«Один день Ивана Денисовича»: политика и эстетика | БЛОГ ПЕРЕМЕН. Peremeny.Ru

В ноябре 1962 года вышел «Новый мир» № 11 с повестью Солженицына

Солженицын

«В пять часов утра, как всегда, пробило подъем — молотком об рельс у штабного барака», – знаменитое начало знаменитой повести Солженицына «Один день Ивана Денисовича». Решение о её публикации принимал лично первый секретарь ЦК КПСС Хрущев. (Это как если бы президент Путин решал вопрос о публикации, скажем, «Черной обезьяны» Прилепина. Или «S.N.U.F.F.» Пелевина). «Высочайше одобренная повесть», — скажет потом Солженицын. Тираж журнала был 96 900 экземпляров (почти сто тысяч). Но и того не хватило, по разрешению ЦК КПСС допечатывалось ещё 25 000.

На гребне славы

Наутро безвестный учитель из Рязани проснулся знаменитым. Принята повесть была восторженно – как читателями, так и критиками. Однотипные заголовки критических статей сообщали: это произведение «О прошлом во имя будущего» (К. Симонов), оно написано, «Чтоб это никогда не повторилось» (Г. Бакланов), «Чтоб вдаль глядеть наверняка» (Л.Афонин), а также «Во имя правды, во имя жизни» (В.Ермилов); в ней «Вся правда» (Г.Скульский) «Суровая правда» (А.Чувакин), «Большая правда» (В.Ильичёв), «Насущный хлеб правды» (В.Бушин) и т.п.

Отдельные недовольные, впрочем, проявились тогда же. Так, в «Известиях» (от 30.11.1962) было напечатано стихотворение Н. Грибачёва «Метеорит». Речь в нём шла о метеорите, который «явил стремительность и пыл и по газетам всей Европы почтительно отмечен был». А потом наступило, так сказать, утро прозрения, и метеорит «стал обычной и привычной пыльцой в пыли земных дорог». Каким-то образом читатели распознали в метеорите Солженицына и восприняли эту отвлеченную аллегорию как наезд на него. Но победному шествию «Ивана Денисовича» и его автора это пока не мешало.

17 декабря Солженицына позвали в Дом приемов на Ленинских горах – Хрущев решил встретиться с деятелями советского искусства и литературы. Было торжественно и красиво. Столы ломились от яств, хрусталь играл бликами, ослепительно белели скатерти, накрахмаленные салфетки стояли конусом. Официанты, вышколенные, как офицеры КГБ, бесшумно передвигались по залу. Когда секретарь ЦК КПСС Ильичев в своей речи вспомнил о «произведениях, которые сильно и в художественном, и в патриотическом смысле критикуют то, что творился произвол в период культа личности Сталина», Хрущев поднял Солженицына с места и представил его залу под гром аплодисментов.

Больше всего Хрущева в повести восхитило то, что осужденный на десять лет Иван Денисович, у которого кончился рабочий день, а раствор бетона остался, призывает товарищей ещё поработать, чтобы раствор не пропадал… « Это большое мастерство и большая моральная сила автора», — воскликнул Хрущев и вроде бы даже провозгласил тост за здоровье Солженицына (пили водку). Тут все рванулись к фавориту. И впереди вcех душитель свобод, «серый кардинал» Суслов – в 1974-м именно он внесет предложение выдворить Солженицына из СССР. Ну а пока он пожимал писателю руку, поздравлял и т.п. Толпа ликовала. Кто-то (некстати) вспомнил, что коменданты лагерей были прекрасными коммунистами. Но в целом всё прошло на ура. А в конце декабря автора «Ивана Денисовича» мгновенно, по упрощенной процедуре приняли в Союз писателей.

- **ЗАДАНИЯ**
A. Выпишите из статьи об «Одном дне Ивана Денисовича» фрагмент, который начинается словами «На гребне славы» и заканчивается словами «(В.Бушин) и т.п.».
B. Ответьте по статье об «Одном дне Ивана Денисовича» на вопросы:
(i) Каким тиражом вышел номер журнала с повестью?
(ii) Какого числа Солженицына позвали в Дом приемов на Ленинских горах?
(iii) В каком году Суслов внесет предложение выдворить Солженицына из СССР?
C. Приведите продолжение статьи об «Одном дне Ивана Денисовича», начав сразу после ее последнего предложения.

- **ПРЕДОСТАВЛЕННЫЕ ЗАПИСИ**
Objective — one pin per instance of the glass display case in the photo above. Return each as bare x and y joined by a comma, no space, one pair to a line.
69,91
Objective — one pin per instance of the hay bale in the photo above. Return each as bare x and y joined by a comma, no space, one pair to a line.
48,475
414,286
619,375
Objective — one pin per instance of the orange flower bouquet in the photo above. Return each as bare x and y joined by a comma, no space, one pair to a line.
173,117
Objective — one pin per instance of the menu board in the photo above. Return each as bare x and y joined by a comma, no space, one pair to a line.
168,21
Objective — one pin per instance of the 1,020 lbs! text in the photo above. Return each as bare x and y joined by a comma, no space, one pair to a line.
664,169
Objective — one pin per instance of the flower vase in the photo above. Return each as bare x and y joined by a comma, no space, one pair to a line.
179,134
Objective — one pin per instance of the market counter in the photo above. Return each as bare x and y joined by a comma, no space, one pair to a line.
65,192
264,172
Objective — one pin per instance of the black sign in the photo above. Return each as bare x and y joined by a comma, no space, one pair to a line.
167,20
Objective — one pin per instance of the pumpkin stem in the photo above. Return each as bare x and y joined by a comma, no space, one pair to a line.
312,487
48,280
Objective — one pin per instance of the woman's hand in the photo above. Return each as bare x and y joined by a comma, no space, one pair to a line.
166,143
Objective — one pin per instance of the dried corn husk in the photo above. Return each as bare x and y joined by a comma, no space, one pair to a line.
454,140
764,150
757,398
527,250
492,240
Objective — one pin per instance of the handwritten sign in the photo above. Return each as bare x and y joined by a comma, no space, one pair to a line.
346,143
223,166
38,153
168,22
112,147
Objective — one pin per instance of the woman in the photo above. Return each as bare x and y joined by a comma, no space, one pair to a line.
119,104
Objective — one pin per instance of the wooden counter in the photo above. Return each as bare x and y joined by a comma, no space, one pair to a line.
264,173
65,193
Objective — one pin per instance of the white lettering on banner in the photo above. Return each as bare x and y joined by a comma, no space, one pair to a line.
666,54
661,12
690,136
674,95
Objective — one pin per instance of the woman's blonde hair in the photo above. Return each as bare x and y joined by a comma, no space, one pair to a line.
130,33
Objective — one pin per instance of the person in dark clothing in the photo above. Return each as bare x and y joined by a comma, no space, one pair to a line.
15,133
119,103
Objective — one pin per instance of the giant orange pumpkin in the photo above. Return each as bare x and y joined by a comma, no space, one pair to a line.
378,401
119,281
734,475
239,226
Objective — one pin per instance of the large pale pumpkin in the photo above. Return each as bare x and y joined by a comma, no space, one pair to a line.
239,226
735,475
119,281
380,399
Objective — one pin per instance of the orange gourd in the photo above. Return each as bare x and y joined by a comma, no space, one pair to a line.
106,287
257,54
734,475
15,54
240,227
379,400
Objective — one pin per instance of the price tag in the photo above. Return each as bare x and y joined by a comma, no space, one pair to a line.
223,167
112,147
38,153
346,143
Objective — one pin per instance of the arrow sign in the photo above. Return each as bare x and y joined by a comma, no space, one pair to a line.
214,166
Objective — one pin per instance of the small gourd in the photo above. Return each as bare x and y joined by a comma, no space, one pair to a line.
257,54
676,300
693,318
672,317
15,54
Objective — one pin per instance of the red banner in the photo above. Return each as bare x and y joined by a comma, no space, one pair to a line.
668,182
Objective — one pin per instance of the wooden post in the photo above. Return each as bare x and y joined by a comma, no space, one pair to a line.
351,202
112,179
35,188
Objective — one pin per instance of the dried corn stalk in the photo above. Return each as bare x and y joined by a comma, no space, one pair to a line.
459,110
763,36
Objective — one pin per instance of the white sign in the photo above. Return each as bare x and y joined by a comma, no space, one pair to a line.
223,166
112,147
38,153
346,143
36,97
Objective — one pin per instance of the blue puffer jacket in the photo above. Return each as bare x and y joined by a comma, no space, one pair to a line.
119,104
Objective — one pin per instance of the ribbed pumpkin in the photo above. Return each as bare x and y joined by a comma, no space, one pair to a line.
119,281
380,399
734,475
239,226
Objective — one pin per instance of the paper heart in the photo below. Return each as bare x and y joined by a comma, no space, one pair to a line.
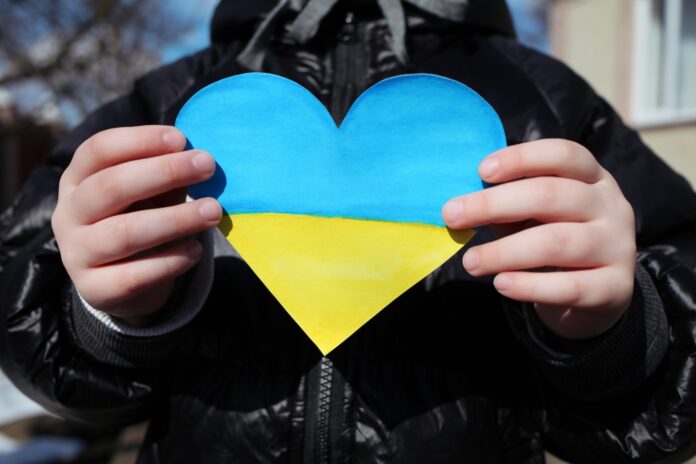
337,223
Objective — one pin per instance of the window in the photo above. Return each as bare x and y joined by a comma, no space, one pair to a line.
664,86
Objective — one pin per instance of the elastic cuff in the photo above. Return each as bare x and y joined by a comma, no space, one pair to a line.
116,343
612,363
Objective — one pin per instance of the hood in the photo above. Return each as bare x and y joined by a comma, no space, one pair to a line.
238,18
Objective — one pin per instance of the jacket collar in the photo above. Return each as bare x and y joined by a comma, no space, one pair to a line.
234,19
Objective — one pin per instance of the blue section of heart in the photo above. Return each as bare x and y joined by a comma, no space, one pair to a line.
408,144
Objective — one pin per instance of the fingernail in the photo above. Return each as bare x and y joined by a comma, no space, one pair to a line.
452,211
173,139
489,167
502,282
203,162
471,260
209,210
194,250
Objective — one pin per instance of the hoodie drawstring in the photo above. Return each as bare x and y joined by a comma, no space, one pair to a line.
307,22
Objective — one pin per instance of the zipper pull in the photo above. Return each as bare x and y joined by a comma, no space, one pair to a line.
347,33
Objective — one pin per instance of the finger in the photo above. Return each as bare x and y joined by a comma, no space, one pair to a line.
119,237
115,146
550,157
114,284
569,245
114,189
585,289
545,199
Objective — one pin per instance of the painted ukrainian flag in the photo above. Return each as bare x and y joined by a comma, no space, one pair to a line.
337,223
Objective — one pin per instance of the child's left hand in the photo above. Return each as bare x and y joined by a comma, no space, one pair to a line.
568,236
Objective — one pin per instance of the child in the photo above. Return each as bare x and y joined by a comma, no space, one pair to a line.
119,312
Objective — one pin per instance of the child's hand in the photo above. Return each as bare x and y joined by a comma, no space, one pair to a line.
562,215
121,218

- **ОТВЕТЫ**
A.
На гребне славы

Наутро безвестный учитель из Рязани проснулся знаменитым. Принята повесть была восторженно – как читателями, так и критиками. Однотипные заголовки критических статей сообщали: это произведение «О прошлом во имя будущего» (К. Симонов), оно написано, «Чтоб это никогда не повторилось» (Г. Бакланов), «Чтоб вдаль глядеть наверняка» (Л.Афонин), а также «Во имя правды, во имя жизни» (В.Ермилов); в ней «Вся правда» (Г.Скульский) «Суровая правда» (А.Чувакин), «Большая правда» (В.Ильичёв), «Насущный хлеб правды» (В.Бушин) и т.п.

B.
(i) 96 900 экземпляров.
(ii) 17 декабря.
(iii) В 1974 году.

C.
На тропах соцреализма

В юности Солженицын любил Революцию и хотел, чтобы все её любили. Он даже задумал цикл романов под названием «Люби революцию» («ЛЮР»). Но в какой-то момент, увидев изъяны системы, начал отступать от Сталина к Ленину. Обнаружив, что с Лениным, мягко говоря, не все в порядке, пошел дальше и дальше…

В эстетическом плане он, как человек политический, мыслил себя в оппозиции к официальному советскому искусству – к тому странному феномену, который называли «соцреализмом». Соцреализм был ориентирован на «правду жизни». Должен был показывать «хороших людей», которые остаются таковыми несмотря ни на что. Страдания и несчастья необходимо было уравновешивать изображением позитива. Принцип народности предполагал, что всякое произведение должно быть понятно простому люду; приветствовалось использование просторечий, пословиц-поговорок, диалектизмов. Кроме того, соцреализм претендовал на наследие критического реализма XIX века и настороженно воспринимал любые затеи с формой. Всё это было Солженицыну близко, как бы он ни крыл соцреализм.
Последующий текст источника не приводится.